→ Given instruction: Please lay out every line of the items below as a Markdown table with two columns, Row and Item line. Skip blank lines and leave the pictures out.

Location identification entries:
▼
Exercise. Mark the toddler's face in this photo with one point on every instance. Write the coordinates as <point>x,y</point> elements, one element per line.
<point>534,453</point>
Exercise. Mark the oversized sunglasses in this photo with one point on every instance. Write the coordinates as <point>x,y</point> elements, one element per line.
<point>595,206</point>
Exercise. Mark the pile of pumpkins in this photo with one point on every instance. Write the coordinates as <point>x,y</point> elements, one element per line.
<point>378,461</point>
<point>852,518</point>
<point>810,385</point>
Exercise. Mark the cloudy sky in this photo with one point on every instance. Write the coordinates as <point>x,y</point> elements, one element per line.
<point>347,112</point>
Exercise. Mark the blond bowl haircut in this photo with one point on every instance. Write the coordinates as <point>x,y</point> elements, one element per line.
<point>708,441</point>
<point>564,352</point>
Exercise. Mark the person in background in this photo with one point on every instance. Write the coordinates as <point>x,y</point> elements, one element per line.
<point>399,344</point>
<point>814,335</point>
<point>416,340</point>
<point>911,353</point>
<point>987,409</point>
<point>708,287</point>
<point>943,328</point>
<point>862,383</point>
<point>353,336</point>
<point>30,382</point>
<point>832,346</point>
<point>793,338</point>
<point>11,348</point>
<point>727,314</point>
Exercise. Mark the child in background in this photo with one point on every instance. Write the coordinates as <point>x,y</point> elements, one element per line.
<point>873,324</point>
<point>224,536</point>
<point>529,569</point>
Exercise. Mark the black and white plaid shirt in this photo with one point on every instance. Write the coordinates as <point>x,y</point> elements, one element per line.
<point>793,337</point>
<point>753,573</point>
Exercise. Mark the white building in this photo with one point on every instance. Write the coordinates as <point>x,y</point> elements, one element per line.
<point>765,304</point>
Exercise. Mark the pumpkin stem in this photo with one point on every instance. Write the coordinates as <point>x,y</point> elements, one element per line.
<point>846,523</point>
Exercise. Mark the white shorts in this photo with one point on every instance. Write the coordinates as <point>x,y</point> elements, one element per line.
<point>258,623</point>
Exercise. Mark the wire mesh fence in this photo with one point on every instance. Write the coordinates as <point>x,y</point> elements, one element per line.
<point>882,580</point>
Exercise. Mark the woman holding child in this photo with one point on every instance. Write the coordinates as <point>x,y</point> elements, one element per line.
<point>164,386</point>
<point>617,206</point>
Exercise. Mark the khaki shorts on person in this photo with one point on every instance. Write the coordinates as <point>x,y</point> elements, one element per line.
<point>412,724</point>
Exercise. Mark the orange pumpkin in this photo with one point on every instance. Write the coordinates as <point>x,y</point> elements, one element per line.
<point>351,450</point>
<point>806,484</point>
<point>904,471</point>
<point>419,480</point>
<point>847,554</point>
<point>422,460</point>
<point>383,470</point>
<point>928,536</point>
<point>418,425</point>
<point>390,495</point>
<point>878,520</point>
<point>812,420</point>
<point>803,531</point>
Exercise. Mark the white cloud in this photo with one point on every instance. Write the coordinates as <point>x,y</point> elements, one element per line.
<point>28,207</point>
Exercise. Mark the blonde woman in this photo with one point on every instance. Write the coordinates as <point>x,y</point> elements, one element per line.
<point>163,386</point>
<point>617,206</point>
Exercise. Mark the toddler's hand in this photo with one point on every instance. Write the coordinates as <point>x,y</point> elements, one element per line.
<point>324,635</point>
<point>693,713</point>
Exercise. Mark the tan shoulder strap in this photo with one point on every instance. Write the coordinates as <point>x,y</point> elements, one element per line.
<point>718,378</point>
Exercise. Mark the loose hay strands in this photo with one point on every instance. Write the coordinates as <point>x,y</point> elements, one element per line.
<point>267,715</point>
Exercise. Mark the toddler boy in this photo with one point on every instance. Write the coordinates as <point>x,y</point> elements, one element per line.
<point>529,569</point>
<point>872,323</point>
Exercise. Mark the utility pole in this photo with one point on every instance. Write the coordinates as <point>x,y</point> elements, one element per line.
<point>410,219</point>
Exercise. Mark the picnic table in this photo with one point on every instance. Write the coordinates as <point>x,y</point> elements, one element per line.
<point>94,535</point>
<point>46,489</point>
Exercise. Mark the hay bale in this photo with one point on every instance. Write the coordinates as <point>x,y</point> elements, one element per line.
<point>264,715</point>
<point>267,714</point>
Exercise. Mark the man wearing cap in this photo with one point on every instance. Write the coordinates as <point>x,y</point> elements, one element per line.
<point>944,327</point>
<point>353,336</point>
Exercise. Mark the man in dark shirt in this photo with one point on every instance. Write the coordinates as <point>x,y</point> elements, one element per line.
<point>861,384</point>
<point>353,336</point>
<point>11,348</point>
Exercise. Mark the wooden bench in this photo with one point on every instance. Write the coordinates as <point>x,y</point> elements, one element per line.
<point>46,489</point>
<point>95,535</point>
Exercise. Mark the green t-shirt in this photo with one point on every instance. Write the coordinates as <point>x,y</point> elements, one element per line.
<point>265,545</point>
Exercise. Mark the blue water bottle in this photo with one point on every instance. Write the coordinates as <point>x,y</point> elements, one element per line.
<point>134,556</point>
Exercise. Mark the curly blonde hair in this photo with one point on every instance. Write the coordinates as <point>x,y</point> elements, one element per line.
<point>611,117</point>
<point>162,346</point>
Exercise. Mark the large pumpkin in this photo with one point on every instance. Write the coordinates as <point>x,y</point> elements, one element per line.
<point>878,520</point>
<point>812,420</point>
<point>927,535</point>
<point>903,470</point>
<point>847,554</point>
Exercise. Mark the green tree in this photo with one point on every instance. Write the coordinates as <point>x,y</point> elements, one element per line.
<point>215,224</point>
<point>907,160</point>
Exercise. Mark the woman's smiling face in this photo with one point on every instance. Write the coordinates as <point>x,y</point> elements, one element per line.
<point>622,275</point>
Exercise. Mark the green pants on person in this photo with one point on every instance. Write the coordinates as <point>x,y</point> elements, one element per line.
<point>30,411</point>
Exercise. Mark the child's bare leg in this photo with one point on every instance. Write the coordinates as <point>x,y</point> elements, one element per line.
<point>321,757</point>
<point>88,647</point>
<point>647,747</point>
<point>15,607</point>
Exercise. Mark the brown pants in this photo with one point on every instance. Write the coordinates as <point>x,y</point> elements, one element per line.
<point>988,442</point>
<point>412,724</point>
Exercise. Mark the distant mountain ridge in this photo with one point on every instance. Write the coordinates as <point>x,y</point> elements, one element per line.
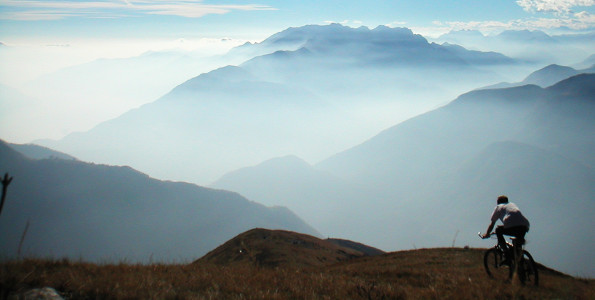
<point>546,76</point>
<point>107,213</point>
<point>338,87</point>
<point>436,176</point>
▲
→ Response below:
| Row | Item line |
|---|---|
| 1 | Exercise. Mark the toddler's face in this photo with one point on every instance. Write the coordinates as <point>x,y</point> elements, one element per line. |
| 2 | <point>534,453</point> |
| 3 | Exercise. Mark the oversized sunglasses in this photo with one point on every instance. Write the coordinates as <point>x,y</point> elements, one element per line. |
| 4 | <point>595,206</point> |
| 5 | Exercise. Mark the pile of pumpkins in this photo with one point on every instance. Write the coordinates as <point>x,y</point> elements, one element per line. |
| 6 | <point>378,461</point> |
| 7 | <point>852,518</point> |
| 8 | <point>810,385</point> |
| 9 | Exercise. Mark the cloudy sky in this photo with one point on every instance. Write the coordinates as <point>x,y</point> elements, one element per line. |
| 10 | <point>347,112</point> |
| 11 | Exercise. Mark the blond bowl haircut in this photo with one point on every instance. Write the coordinates as <point>x,y</point> elements, one element per line. |
| 12 | <point>708,441</point> |
| 13 | <point>564,352</point> |
| 14 | Exercise. Mark the person in background in this photo with one point on every instance. Write the coordinates as <point>x,y</point> elements, one element per line. |
| 15 | <point>399,344</point> |
| 16 | <point>814,335</point> |
| 17 | <point>416,340</point> |
| 18 | <point>911,353</point> |
| 19 | <point>987,409</point> |
| 20 | <point>708,287</point> |
| 21 | <point>943,328</point> |
| 22 | <point>862,383</point> |
| 23 | <point>353,336</point> |
| 24 | <point>30,382</point> |
| 25 | <point>832,346</point> |
| 26 | <point>793,338</point> |
| 27 | <point>11,348</point> |
| 28 | <point>727,314</point> |
| 29 | Exercise. Mark the child in background in this photo with one point on every instance. Write the coordinates as <point>x,y</point> elements, one element per line. |
| 30 | <point>873,324</point> |
| 31 | <point>224,536</point> |
| 32 | <point>529,569</point> |
| 33 | Exercise. Mark the black and white plaid shirt in this photo with one point on every instance. Write the coordinates as <point>x,y</point> elements, one element per line. |
| 34 | <point>793,337</point> |
| 35 | <point>753,573</point> |
| 36 | Exercise. Mark the white building in this photo with one point on every instance. Write the coordinates as <point>x,y</point> elements, one element per line. |
| 37 | <point>765,304</point> |
| 38 | Exercise. Mark the pumpkin stem in this photo with one point on every instance. Write the coordinates as <point>x,y</point> elements, one element per line. |
| 39 | <point>846,523</point> |
| 40 | Exercise. Mark the white shorts in this photo with one point on every instance. Write the coordinates as <point>x,y</point> elements, one element per line. |
| 41 | <point>258,623</point> |
| 42 | Exercise. Mark the wire mesh fence in this photo with one point on every instance. Write the coordinates as <point>x,y</point> elements, one element per line. |
| 43 | <point>882,580</point> |
| 44 | Exercise. Mark the woman holding child in this photo with one point on every instance. Write the coordinates as <point>x,y</point> elements, one element per line. |
| 45 | <point>164,386</point> |
| 46 | <point>617,206</point> |
| 47 | Exercise. Mark the khaki shorts on person in this photo with one point on every instance. Write the coordinates as <point>x,y</point> elements, one element per line. |
| 48 | <point>412,724</point> |
| 49 | Exercise. Mark the orange pumpkin in this photo with one point on every instance. Write the coordinates as <point>x,y</point> elements, one element per line. |
| 50 | <point>351,450</point> |
| 51 | <point>806,484</point> |
| 52 | <point>904,471</point> |
| 53 | <point>419,480</point> |
| 54 | <point>847,554</point> |
| 55 | <point>422,460</point> |
| 56 | <point>383,470</point> |
| 57 | <point>928,536</point> |
| 58 | <point>418,425</point> |
| 59 | <point>390,495</point> |
| 60 | <point>878,520</point> |
| 61 | <point>812,420</point> |
| 62 | <point>803,531</point> |
| 63 | Exercise. Mark the white cloud in this photo with one point on every instance. Write the coordinates as <point>x,y</point> elements, one element per line. |
| 64 | <point>28,207</point> |
| 65 | Exercise. Mark the blonde woman in this photo with one point on every instance. Write the coordinates as <point>x,y</point> elements, one element per line. |
| 66 | <point>163,386</point> |
| 67 | <point>617,206</point> |
| 68 | Exercise. Mark the toddler's hand in this photo with one point on every instance. Write the coordinates as <point>x,y</point> elements, one element per line. |
| 69 | <point>324,635</point> |
| 70 | <point>693,713</point> |
| 71 | Exercise. Mark the tan shoulder strap in this photo with one point on every instance. Write the coordinates as <point>x,y</point> elements, one element per line. |
| 72 | <point>718,378</point> |
| 73 | Exercise. Mark the loose hay strands in this photo with one point on every instance. Write the coordinates as <point>x,y</point> elements, one element per line. |
| 74 | <point>267,715</point> |
| 75 | Exercise. Mark the toddler boy in this photo with one point on every instance. Write the coordinates as <point>x,y</point> elements, one element per line. |
| 76 | <point>529,569</point> |
| 77 | <point>872,323</point> |
| 78 | Exercise. Mark the utility pole in this photo with one point on every instance. Write the coordinates as <point>x,y</point> elements, one element per line. |
| 79 | <point>410,219</point> |
| 80 | Exercise. Mark the picnic table in this photo with one point on every instance. Write the coordinates as <point>x,y</point> elements, one element per line. |
| 81 | <point>94,535</point> |
| 82 | <point>46,489</point> |
| 83 | Exercise. Mark the hay bale in this photo with one point on every instance. Write the coordinates as <point>x,y</point> elements, one element per line. |
| 84 | <point>264,715</point> |
| 85 | <point>267,714</point> |
| 86 | Exercise. Mark the man wearing cap in this photo with one point on every instance. Write the coordinates as <point>x,y</point> elements, one element per line. |
| 87 | <point>944,327</point> |
| 88 | <point>353,336</point> |
| 89 | Exercise. Mark the man in dark shirt in this photo with one point on every instance. Write the coordinates as <point>x,y</point> elements, one element per line. |
| 90 | <point>861,384</point> |
| 91 | <point>353,336</point> |
| 92 | <point>11,348</point> |
| 93 | Exercise. Mark the wooden bench in this photo with one point on every instance. Write the coordinates as <point>x,y</point> elements, one element per line. |
| 94 | <point>46,489</point> |
| 95 | <point>95,535</point> |
| 96 | Exercise. Mark the green t-shirt in this photo with one point on every instance. Write the coordinates as <point>x,y</point> elements, one element per line. |
| 97 | <point>265,545</point> |
| 98 | Exercise. Mark the blue water bottle in this photo with one point on every instance. Write the coordinates as <point>x,y</point> elements, one element per line. |
| 99 | <point>134,556</point> |
| 100 | Exercise. Mark the curly blonde hair in this photo with one point on every instance. Write the coordinates as <point>x,y</point> elements, one element per line. |
| 101 | <point>611,117</point> |
| 102 | <point>162,346</point> |
| 103 | Exercise. Mark the large pumpkin in this photo with one point on every instance. Write the coordinates as <point>x,y</point> elements, one element per line. |
| 104 | <point>878,520</point> |
| 105 | <point>812,420</point> |
| 106 | <point>927,535</point> |
| 107 | <point>903,470</point> |
| 108 | <point>847,554</point> |
| 109 | Exercise. Mark the green tree in this photo with one point on every instance. Write the coordinates as <point>x,y</point> elements, one element per line. |
| 110 | <point>215,224</point> |
| 111 | <point>907,160</point> |
| 112 | Exercise. Mark the woman's smiling face in this photo with one point on every instance. Write the coordinates as <point>x,y</point> elements, one element per line. |
| 113 | <point>622,275</point> |
| 114 | Exercise. Mark the green pants on person in this photo with one point on every instance. Write the coordinates as <point>x,y</point> elements, one element per line. |
| 115 | <point>30,411</point> |
| 116 | Exercise. Mark the child's bare leg in this photo with one point on every instance. Write the coordinates as <point>x,y</point> elements, one element per line. |
| 117 | <point>321,757</point> |
| 118 | <point>88,647</point> |
| 119 | <point>647,747</point> |
| 120 | <point>15,607</point> |
| 121 | Exercise. Mark the brown pants in this photo with one point on every instance. Write the coordinates as <point>x,y</point> elements, one element per line. |
| 122 | <point>988,442</point> |
| 123 | <point>412,724</point> |
| 124 | Exercise. Mark the distant mountain ridge in this photo with one point on every instance. Write the coordinates as <point>x,y</point> elements, one element per line. |
| 125 | <point>546,76</point> |
| 126 | <point>107,213</point> |
| 127 | <point>338,87</point> |
| 128 | <point>436,176</point> |